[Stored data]
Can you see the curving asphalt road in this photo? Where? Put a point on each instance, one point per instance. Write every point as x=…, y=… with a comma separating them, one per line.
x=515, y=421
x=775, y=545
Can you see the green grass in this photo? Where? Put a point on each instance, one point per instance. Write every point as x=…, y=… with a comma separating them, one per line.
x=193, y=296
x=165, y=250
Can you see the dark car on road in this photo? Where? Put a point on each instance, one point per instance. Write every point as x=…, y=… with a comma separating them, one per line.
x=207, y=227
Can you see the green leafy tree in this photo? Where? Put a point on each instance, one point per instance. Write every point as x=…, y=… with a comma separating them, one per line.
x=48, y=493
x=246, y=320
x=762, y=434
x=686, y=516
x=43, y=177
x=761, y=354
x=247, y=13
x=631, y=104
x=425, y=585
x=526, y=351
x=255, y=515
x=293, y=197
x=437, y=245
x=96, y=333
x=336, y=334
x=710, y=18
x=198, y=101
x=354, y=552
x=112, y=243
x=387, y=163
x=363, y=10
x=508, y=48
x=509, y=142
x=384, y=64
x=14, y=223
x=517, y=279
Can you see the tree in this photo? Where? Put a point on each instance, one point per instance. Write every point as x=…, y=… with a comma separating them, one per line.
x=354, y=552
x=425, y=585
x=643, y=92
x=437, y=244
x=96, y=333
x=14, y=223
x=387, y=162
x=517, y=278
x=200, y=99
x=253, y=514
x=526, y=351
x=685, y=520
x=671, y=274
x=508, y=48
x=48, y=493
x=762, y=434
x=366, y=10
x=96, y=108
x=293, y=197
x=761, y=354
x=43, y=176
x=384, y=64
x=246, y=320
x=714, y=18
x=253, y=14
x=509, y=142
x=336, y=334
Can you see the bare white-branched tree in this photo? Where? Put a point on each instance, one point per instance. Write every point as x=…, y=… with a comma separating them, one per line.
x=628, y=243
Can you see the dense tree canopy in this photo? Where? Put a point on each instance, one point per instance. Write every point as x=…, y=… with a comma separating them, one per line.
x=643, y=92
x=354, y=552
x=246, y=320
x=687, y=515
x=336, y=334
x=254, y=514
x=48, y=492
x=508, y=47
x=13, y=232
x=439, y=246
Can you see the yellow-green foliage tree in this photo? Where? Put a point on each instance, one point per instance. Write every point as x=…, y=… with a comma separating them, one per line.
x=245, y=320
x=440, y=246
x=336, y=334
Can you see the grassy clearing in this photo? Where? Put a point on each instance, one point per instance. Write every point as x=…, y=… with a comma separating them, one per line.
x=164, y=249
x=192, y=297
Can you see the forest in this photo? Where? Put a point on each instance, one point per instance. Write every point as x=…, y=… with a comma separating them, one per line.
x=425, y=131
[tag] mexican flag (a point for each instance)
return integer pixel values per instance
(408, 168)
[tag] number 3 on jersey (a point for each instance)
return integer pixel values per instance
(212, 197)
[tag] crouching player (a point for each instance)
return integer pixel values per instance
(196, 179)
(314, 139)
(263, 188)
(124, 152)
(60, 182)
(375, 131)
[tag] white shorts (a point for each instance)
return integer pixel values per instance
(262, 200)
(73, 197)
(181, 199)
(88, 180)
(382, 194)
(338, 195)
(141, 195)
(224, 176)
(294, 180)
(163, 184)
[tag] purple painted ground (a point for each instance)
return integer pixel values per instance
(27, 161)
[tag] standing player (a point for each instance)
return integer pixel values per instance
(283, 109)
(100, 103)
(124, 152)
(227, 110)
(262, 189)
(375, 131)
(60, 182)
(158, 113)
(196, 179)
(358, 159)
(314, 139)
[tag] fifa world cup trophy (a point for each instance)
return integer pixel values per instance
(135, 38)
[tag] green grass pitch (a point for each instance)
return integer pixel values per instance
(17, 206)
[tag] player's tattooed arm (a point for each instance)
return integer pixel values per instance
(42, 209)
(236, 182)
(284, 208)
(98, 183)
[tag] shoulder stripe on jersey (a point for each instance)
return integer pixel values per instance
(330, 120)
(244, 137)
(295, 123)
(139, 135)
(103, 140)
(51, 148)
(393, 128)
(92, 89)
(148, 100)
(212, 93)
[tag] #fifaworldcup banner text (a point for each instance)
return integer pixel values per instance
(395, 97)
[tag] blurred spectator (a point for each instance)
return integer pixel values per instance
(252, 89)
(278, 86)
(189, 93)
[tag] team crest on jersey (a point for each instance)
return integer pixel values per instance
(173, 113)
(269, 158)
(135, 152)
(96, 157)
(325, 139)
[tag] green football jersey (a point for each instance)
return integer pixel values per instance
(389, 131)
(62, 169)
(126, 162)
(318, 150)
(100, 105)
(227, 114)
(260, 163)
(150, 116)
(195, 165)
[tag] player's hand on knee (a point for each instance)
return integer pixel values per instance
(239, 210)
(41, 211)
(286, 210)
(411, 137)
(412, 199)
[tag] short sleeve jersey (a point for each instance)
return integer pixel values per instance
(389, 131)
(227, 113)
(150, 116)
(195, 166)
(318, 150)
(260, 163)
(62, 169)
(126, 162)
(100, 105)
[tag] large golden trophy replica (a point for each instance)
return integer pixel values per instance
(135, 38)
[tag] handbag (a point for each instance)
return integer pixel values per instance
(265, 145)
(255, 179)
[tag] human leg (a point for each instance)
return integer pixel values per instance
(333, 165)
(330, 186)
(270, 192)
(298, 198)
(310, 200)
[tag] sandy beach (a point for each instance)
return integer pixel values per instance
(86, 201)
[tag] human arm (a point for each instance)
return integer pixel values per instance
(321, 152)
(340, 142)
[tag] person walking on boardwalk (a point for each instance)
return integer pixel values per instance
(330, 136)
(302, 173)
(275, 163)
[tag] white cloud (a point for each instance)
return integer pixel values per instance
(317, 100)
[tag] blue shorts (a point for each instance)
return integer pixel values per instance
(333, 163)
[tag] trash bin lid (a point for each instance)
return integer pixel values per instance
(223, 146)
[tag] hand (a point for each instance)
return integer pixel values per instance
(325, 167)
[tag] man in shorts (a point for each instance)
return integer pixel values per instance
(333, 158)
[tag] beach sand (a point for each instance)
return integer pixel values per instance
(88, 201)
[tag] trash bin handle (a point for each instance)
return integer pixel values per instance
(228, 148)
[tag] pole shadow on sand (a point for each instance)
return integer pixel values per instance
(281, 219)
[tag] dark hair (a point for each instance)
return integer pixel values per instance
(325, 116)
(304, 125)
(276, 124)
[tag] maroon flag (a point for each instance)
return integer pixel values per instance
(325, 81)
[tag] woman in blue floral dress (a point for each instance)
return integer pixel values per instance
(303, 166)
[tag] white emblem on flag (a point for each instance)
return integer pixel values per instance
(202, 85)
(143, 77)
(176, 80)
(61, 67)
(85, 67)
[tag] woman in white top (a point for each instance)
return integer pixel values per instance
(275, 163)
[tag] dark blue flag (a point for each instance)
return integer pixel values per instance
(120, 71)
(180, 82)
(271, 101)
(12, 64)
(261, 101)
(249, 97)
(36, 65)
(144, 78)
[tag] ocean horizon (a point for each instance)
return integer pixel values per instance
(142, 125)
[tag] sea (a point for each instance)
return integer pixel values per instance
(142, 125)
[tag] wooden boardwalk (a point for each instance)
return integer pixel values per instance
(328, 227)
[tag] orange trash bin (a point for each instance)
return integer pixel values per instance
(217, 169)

- ACTIVITY: Extract every line containing the string "flag" from the data above.

- YOUR RESPONSE:
[tag] mexican flag (a point for each instance)
[tag] maroon flag (a point for each instance)
[tag] white emblem on flag (a point for each instance)
[tag] dark blue flag (a point for each instance)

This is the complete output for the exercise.